**Set problem**:
Could you retype all of the records below word for word, leaving the pictures out of your answer?

**Supplied material**:

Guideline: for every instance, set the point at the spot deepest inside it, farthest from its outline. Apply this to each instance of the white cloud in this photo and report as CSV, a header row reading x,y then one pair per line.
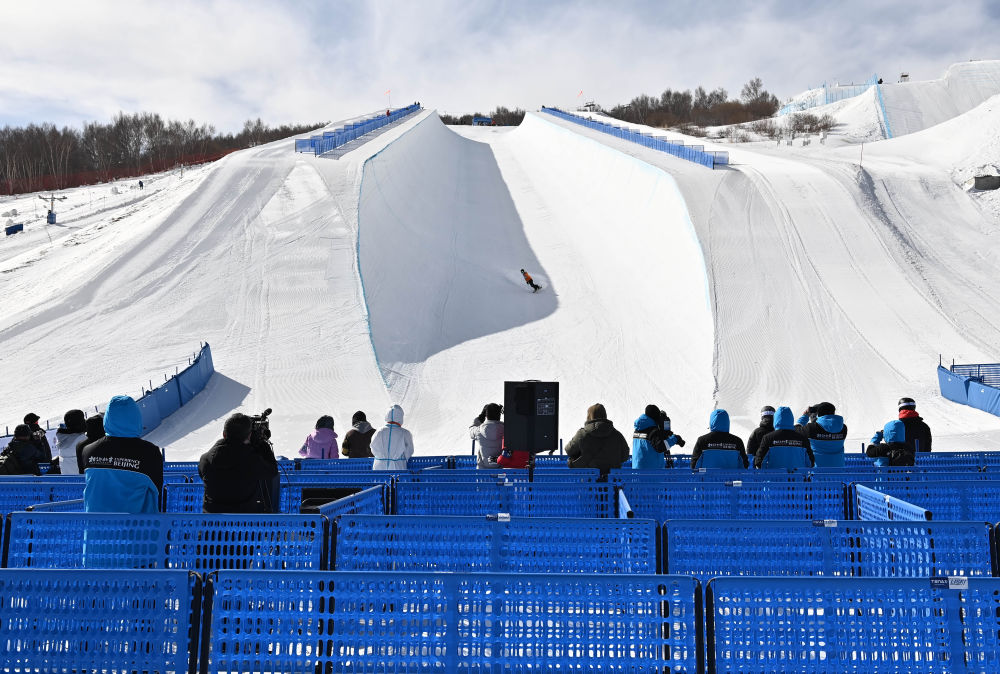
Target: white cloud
x,y
223,61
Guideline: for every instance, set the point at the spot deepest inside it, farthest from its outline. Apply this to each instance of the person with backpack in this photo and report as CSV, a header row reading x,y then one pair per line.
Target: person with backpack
x,y
357,443
322,442
392,445
38,435
598,444
71,431
918,433
22,455
652,439
765,427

**Final result**:
Guideline: for every instance, set the point at the spot deepest inside it, farthest from its outline. Apply this to each instance of the white cloud in this photo and report as CSV, a header row reading x,y then one pair per line.
Target: white cloud
x,y
223,61
Guideline: for every instance, set the point at the spot deepest inside it, farthest from its outline. Apply this to each instance of the person with backpack in this photo and report as CSV, a header row reading x,y then one pair per line.
Target: person with backpack
x,y
357,443
322,442
392,445
38,435
598,444
71,431
918,433
22,455
652,439
765,427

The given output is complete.